# [Tasks to carry out]
#1 Answer these questions from the archery forum thread:
(a) Which type of bow does Arcuarius shoot?
(b) When did Arcuarius first meet Piet?
(c) Who is on the left, according to the first post?
#2 Using the archery forum thread, say yes or no to each statement and quote the words that settle it:
(a) Arcuarius believes bringing politics in is good for the sport.
(b) Piet shoots recurve.
(c) Arcuarius condones how Piet has behaved.
#3 Carry on the archery forum thread after its final post.

***** Selected excerpt

Sorry Manie, what a pity
I search since years for Jarod ( left ) and Manie ( right ).
This was very honorable rivals at the world champion title.
I think "piet" can take a lesson from them.:zip:


----------



## Arcuarius

*Adios*

Hi All

Let me just clarify my position....

I agree with what everyone has said, it isn't in the best interest of the sport to involve politics.

I also do not condone how Piet has behaved, but I met Piet in the early '90's when I first started shooting, and he has always been consistent with his requests for the rights of Recurve archers to be respected.

I shoot compound - that is my choice. He chooses to shoot recurve. We should all have the right to be able to practise our sport in the manner of our choosing.

I have yet to hear from someone who has chatted to Piet to hear his side of the story before everyone picked sides?

See you round...


----------



## Manie

Arcuarius said:


> Hi All
> 
> Let me just clarify my position....
> 
> I agree with what everyone has said, it isn't in the best interest of the sport to involve politics.
> 
> I also do not condone how Piet has behaved, but I met Piet in the early '90's when I first started shooting, and he has always been consistent with his requests for the rights of Recurve archers to be respected.
> 
> I shoot compound - that is my choice. He chooses to shoot recurve. We should all have the right to be able to practise our sport in the manner of our choosing.
> 
> I have yet to hear from someone who has chatted to Piet to hear his side of the story before everyone picked sides?
> 
> See you round...

**********
***** Provided records

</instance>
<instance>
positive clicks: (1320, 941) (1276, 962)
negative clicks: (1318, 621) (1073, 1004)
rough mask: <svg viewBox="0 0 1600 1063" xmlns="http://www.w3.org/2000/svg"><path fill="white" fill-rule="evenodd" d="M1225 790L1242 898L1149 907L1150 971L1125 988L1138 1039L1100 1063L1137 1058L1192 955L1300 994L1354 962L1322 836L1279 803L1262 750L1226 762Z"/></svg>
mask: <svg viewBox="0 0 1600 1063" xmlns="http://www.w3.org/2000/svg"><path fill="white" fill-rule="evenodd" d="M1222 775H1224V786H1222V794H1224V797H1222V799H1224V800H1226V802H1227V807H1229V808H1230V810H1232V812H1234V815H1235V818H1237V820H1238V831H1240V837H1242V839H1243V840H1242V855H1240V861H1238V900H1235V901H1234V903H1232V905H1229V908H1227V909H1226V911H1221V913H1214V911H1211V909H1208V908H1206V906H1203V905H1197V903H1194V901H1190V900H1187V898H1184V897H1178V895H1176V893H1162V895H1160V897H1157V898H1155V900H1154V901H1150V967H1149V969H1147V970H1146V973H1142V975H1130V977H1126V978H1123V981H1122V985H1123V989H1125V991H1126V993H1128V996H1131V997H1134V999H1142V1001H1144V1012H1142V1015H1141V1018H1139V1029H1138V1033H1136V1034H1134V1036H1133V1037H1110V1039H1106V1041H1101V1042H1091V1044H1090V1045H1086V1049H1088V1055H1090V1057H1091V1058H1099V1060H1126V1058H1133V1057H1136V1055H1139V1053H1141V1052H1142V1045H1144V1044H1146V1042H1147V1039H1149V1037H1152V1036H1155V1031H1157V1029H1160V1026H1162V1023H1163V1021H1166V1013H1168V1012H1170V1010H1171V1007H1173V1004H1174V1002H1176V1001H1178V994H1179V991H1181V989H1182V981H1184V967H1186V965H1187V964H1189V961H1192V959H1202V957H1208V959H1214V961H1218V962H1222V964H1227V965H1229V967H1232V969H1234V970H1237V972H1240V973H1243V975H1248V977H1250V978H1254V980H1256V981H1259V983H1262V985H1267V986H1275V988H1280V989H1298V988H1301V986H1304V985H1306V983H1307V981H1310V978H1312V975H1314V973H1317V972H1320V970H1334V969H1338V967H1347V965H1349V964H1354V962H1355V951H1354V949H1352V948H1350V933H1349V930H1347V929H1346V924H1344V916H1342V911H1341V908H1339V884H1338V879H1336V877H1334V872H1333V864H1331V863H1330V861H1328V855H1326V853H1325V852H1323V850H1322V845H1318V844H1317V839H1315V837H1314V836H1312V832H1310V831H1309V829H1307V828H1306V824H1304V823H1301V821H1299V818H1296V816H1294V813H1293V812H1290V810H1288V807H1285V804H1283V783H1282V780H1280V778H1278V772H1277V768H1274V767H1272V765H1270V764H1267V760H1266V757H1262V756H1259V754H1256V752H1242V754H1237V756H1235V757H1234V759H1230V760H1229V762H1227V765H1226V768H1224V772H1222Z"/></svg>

**********

# [Outputs by task]
#1
(a) Compound.
(b) In the early '90s, when Arcuarius first started shooting.
(c) Jarod.

#2
(a) No: "it isn't in the best interest of the sport to involve politics."
(b) Yes: "He chooses to shoot recurve."
(c) No: "I also do not condone how Piet has behaved"

#3
True, it is not in the best interest of the sport to involve politics. This is exactly what Piet has done. You only have to read his lawyers letter to see this blatantly obvious fact We all know that the race card is played whenever there is no real defence, and this is exactly what he has done. 

He knows that his behaviour and attitude is unacceptable, and has pulled every trick out of the hat to try and defend it and draw attention from it. He then threatens us by saying he will run to the sports authorities – but that you can read in the letter.

So once again, Piet has shown his true colours, as it is he that wants to involve both politics and politicians to try and justify his behaviour. Excellent point raised.

True, he can choose to shoot whatever he wants to. But that does not give him the right to act like a 3 year old baby, purposefuly break arrows, throw them at Aurelle and then blame others for his actions. This is the point.

I don’t think it’s a matter of picking sides. It seems as we all accept that his behaviour has been inappropriate, and that the way in which he tries to justify his behaviour even more so. Even you do.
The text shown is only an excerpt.